◆ EXTRACTED DATA
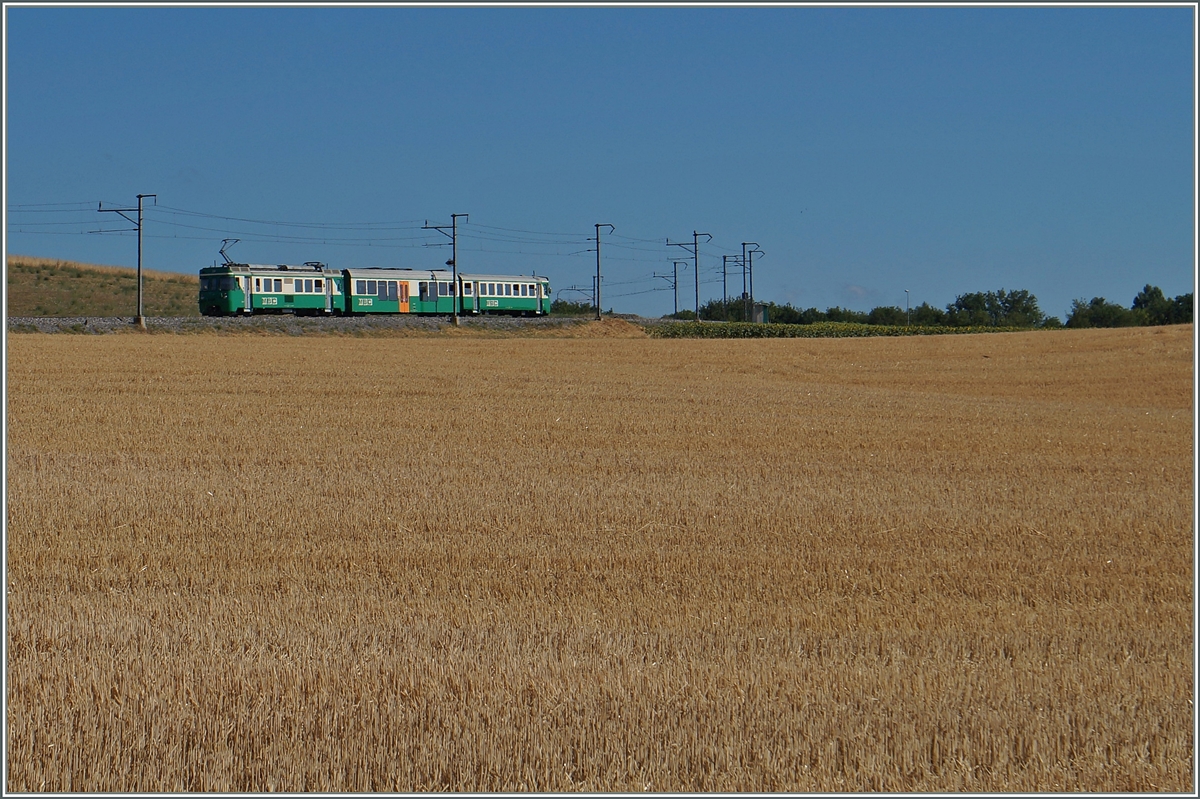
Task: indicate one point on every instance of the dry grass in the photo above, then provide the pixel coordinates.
(46, 287)
(601, 564)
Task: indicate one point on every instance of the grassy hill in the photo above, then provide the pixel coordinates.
(45, 287)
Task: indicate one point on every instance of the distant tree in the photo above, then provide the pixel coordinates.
(1102, 313)
(845, 314)
(1161, 311)
(887, 314)
(568, 308)
(1181, 310)
(1015, 308)
(928, 316)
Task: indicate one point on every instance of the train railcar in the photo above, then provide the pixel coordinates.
(317, 289)
(310, 289)
(377, 289)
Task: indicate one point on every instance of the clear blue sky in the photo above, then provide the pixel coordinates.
(868, 150)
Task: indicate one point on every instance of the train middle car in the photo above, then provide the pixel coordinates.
(317, 289)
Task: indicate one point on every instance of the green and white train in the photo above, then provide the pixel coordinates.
(316, 289)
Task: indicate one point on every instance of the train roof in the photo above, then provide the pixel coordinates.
(311, 266)
(371, 272)
(436, 275)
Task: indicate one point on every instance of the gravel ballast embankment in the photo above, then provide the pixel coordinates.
(293, 325)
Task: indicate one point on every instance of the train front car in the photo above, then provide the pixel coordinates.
(310, 289)
(520, 295)
(222, 290)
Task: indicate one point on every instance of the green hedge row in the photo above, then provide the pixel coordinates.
(816, 330)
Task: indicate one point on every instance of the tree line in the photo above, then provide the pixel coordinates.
(1002, 308)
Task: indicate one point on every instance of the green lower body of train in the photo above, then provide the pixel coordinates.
(239, 293)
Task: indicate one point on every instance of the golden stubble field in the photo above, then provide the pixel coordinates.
(946, 563)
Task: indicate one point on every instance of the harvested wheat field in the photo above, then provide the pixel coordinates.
(604, 564)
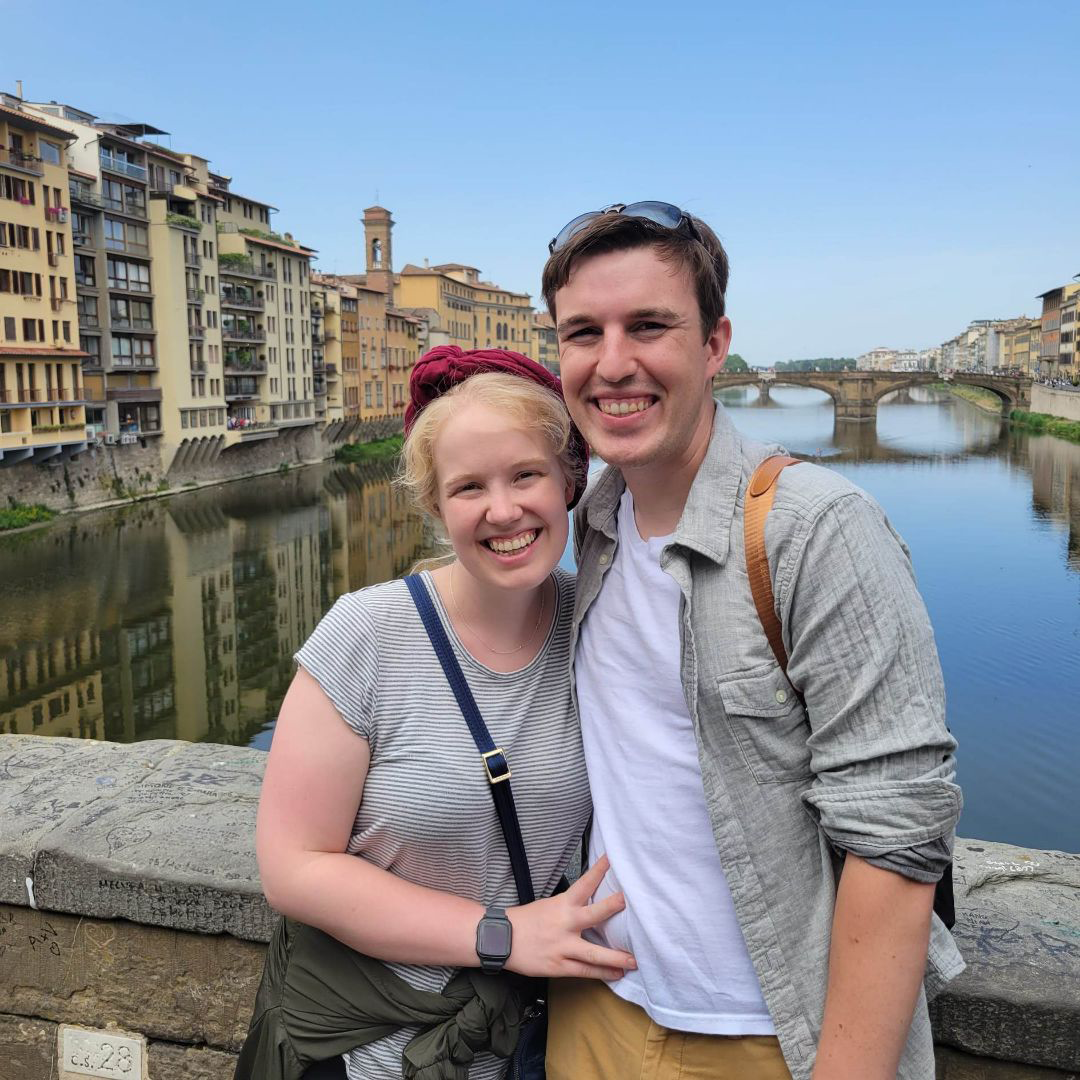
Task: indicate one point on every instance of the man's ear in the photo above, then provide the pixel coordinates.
(717, 345)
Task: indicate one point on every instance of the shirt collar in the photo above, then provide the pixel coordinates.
(705, 524)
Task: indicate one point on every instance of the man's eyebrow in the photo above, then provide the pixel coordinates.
(572, 322)
(665, 314)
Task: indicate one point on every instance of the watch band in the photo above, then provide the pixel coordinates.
(494, 939)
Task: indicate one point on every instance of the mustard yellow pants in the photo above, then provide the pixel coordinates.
(594, 1035)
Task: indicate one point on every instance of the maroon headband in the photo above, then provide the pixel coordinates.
(447, 365)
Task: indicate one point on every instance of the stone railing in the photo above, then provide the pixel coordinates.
(130, 905)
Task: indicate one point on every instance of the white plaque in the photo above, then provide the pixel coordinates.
(88, 1053)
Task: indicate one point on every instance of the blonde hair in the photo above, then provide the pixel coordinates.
(528, 403)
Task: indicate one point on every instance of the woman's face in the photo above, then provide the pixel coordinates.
(502, 497)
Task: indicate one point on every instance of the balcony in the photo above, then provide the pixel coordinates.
(241, 389)
(80, 193)
(133, 394)
(245, 364)
(245, 268)
(248, 301)
(134, 363)
(123, 167)
(127, 246)
(243, 333)
(118, 206)
(61, 395)
(24, 162)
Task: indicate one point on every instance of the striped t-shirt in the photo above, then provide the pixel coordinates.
(427, 812)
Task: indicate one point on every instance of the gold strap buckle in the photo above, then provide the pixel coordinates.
(487, 766)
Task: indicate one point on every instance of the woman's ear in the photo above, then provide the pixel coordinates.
(570, 488)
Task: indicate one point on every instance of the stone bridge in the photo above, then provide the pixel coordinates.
(855, 394)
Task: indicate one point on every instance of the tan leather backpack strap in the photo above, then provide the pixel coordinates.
(760, 491)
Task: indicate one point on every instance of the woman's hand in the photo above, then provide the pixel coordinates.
(547, 937)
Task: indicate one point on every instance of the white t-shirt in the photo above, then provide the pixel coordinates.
(649, 812)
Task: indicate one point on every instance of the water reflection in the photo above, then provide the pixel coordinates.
(178, 619)
(993, 520)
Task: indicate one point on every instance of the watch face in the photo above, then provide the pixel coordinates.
(494, 937)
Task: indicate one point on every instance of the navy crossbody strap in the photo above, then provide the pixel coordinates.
(494, 758)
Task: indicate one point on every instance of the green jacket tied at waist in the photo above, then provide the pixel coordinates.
(320, 998)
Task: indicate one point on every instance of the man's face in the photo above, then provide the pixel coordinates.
(635, 372)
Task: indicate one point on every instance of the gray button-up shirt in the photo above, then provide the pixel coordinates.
(866, 766)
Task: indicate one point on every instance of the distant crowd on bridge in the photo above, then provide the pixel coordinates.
(1058, 383)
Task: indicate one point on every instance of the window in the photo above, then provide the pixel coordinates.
(85, 271)
(133, 277)
(131, 352)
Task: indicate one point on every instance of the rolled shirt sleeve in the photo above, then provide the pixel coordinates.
(862, 652)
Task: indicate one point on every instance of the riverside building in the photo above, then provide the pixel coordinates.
(193, 313)
(42, 393)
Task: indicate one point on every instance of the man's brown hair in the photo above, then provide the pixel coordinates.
(704, 259)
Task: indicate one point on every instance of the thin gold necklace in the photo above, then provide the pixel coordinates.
(472, 630)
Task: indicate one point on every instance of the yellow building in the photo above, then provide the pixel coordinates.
(326, 350)
(403, 351)
(338, 337)
(279, 390)
(350, 351)
(1018, 348)
(545, 341)
(42, 402)
(455, 305)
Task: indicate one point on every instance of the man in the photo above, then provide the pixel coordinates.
(778, 860)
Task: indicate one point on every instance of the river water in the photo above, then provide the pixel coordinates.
(178, 618)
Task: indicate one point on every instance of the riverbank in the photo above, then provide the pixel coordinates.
(131, 905)
(975, 395)
(19, 516)
(104, 476)
(1043, 423)
(376, 450)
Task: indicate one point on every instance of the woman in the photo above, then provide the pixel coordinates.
(372, 756)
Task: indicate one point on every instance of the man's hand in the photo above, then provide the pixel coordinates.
(547, 933)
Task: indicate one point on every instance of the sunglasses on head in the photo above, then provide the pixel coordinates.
(662, 214)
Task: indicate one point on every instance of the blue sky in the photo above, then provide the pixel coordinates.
(879, 174)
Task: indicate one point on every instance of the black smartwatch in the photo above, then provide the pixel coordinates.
(494, 940)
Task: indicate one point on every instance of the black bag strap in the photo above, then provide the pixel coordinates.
(495, 759)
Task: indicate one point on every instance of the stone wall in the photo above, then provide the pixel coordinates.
(1064, 403)
(148, 919)
(105, 474)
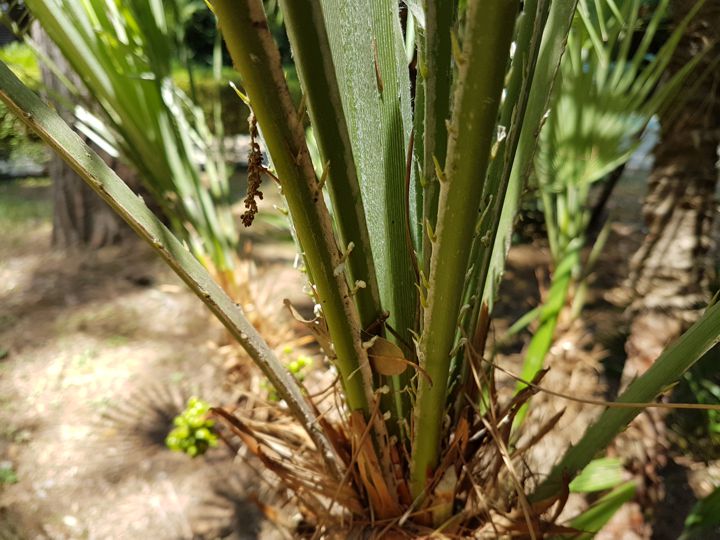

◆ WORK TO BE COMPLETED
Show every line from the items above that contains the word "tree". Case counts.

◆ RESULT OF THE TASK
Task: indicate one point on every instance of the distant tree in the photo above, then provide the pixel coordinates.
Task: indicate one point on every instance of the tree line in the photo above, then provide the pixel coordinates.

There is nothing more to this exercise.